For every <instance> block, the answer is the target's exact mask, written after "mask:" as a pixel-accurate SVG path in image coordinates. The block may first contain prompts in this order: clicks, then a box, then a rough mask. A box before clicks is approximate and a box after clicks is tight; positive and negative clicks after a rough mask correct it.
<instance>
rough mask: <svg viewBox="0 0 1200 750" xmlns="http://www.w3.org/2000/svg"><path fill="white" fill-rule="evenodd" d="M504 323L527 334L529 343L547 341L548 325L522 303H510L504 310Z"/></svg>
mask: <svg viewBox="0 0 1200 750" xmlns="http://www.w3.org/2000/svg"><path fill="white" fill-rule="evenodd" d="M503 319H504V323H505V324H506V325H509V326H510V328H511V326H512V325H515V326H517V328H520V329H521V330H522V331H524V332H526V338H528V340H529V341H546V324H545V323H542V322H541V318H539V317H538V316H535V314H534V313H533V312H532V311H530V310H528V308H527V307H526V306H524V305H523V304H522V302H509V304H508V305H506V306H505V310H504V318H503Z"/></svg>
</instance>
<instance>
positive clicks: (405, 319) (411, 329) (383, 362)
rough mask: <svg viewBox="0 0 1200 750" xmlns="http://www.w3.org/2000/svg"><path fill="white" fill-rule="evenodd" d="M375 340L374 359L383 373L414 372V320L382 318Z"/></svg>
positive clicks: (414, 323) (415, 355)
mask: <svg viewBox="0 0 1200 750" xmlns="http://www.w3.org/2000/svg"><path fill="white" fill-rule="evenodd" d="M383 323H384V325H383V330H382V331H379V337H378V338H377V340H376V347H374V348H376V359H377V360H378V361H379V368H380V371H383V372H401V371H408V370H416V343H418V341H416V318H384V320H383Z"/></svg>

■ Your instructions
Give back exactly the lines above, from the line containing "</instance>" through the line containing "340L374 359L383 373L414", with both end lines and nothing more.

■ Exercise result
</instance>
<instance>
positive clicks: (405, 319) (411, 329) (383, 362)
rough mask: <svg viewBox="0 0 1200 750" xmlns="http://www.w3.org/2000/svg"><path fill="white" fill-rule="evenodd" d="M375 340L374 359L383 373L414 372V320L382 318Z"/></svg>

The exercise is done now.